── Supplied passage
Thursday, January 27, 2011

Bishop Iker Files for Stay of Orders

Attorneys for Bishop Jack L. Iker of Fort Worth have now filed a request with Tarrant County Judge John Chupp for a stay of the orders he issued last Friday, January 21. A hearing on the request is scheduled for next Tuesday, February 1st, at 10:00 a.m.

The stay request is based on a number of objections to the orders, described in the papers just filed, which may be downloaded from the link just given.

[UPDATE - 01/26/2011: Note one of the problems that comes from blindly signing one side's pro forma order - since they are not interested in being impartial, they are likely to overreach, without any thought given to what the law allows. ECUSA's order ended with the command that Bishop Iker and his diocese hand over all their assets within so many days, and left a blank for the judge to fill in whatever number he decided was right. The judge wrote the number "60" in the blank, instead of crossing out the paragraph itself, which would have been the appropriate thing to do under Texas law and precedent. The objections point out (last two paragraphs) that such an order before there is a final judgment disposing of the entire case transforms the court's ruling on the declaratory cause of action into a temporary injunction, which the plaintiffs did not formally request, and which was not issued in accordance with procedural requirements for such injunctions. This is one more strike against the judge's orders on appeal.]
The request points out the massive disruptions possible if the orders are not stayed pending appeal, and serves to indicate some of the extent of the interests which are at stake in the litigation:
Defendants will suffer irreparable injury if this Court's order for the Defendants to "surrender all Diocesan property" to the Plaintiffs is later reversed on appeal. By way of example:
• The Plaintiffs deposed 57 ministers of Defendant congregations in 2010 (see attachment A), and declared that they "shall be deprived of the right to exercise the gifts and spiritual authority of God's word and sacraments." If parishes are immediately transferred to the Plaintiffs, these pastors may not be allowed to minister at these churches pending appeal. Due to the number, it is unclear how TEC can replace them all.

• Parishioners loyal to Bishop Iker may do what parishioners loyal to TEC did in 2008: leave. The Defendant parishes have about 5,600 people in average Sunday attendance; those attending Plaintiff congregations number only a fraction of that amount. The effects of the Court's interim orders on church buildings, budgets, and bank notes could be catastrophic.

• Even if they don't leave, parishioners may stop giving because they do not want to place offerings in TEC's hands. This again could have catastrophic effects on scores of pastors, staff, and families who depend on these gifts for food, clothing, and shelter. How can such hardships be undone if the appellate courts decide the summary judgment orders here were a mistake?
────
── Data shown
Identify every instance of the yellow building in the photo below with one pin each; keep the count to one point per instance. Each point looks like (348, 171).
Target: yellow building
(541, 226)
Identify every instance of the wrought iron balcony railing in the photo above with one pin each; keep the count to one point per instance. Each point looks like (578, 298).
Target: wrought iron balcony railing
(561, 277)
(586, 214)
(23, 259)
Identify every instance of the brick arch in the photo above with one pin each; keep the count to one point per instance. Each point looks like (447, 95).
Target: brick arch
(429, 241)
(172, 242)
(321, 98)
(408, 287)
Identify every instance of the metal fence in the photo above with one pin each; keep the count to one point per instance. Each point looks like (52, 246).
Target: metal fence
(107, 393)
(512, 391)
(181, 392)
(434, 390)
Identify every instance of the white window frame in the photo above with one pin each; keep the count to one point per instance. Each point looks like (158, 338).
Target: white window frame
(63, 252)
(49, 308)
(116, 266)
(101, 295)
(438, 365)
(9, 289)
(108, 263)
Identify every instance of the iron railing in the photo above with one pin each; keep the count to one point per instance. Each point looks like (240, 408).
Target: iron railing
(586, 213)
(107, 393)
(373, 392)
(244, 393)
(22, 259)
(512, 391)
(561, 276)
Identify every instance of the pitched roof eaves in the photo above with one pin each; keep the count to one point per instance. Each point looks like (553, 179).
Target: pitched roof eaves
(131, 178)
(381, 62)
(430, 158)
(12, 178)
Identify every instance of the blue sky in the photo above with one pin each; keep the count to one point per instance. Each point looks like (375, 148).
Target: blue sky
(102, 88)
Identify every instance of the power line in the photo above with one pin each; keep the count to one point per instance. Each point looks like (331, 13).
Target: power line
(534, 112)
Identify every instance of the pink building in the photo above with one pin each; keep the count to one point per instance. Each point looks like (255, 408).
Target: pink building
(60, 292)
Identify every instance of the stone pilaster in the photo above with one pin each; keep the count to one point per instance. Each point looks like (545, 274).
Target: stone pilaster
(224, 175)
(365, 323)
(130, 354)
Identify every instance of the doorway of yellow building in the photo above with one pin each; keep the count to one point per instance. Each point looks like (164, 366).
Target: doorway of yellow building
────
# [Given instruction A]
In the post on Bishop Iker's stay request, condense the paragraph beginning "Parishioners loyal to Bishop Iker" into a short bulleted list that keeps its main facts.
# [Given instruction B]
Carry on writing the post on Bishop Iker's stay request, starting right after its final sentence.

# [Expected output A]
- Parishioners loyal to Bishop Iker may leave, as those loyal to TEC did in 2008.
- Defendant parishes average about 5,600 people in Sunday attendance, while Plaintiff congregations draw only a fraction of that.
- The Court's interim orders could have catastrophic effects on church buildings, budgets, and bank notes.

# [Expected output B]
• In many churches, there is no one loyal to TEC. For example, in their First Amended Original Plea in Intervention filed on November 2010, the Plaintiffs listed the names of loyal "representatives" for 12 churches, but listed 34 additional churches as to which nobody appears to have been willing to be a loyal representative for TEC. Who will occupy these churches? What will happen to their condition if they are abandoned? At least 13 families affiliated with the Defendants live in homes owned by the Corporation. As these ministers and staff are no longer recognized by TEC, the Court's orders appear to allow the Plaintiffs to evict them.

• Almost 200 employees, spouses, and children of ministers and staff are covered by a group insurance policy. If a significant number of these are no longer employed by a local church, their insurance and perhaps that of the entire group may lapse.

• The property here includes schools where classes are ongoing. Surrendering these schools immediately is likely to cause losses of both students and teachers, losses that may be unrecoverable if these orders are reversed after these people are enrolled or employed elsewhere.

• The bishops and staff of both sides must move out of their current administrative offices into new ones, a move that will have to be repeated if the summary judgment order~ are reversed.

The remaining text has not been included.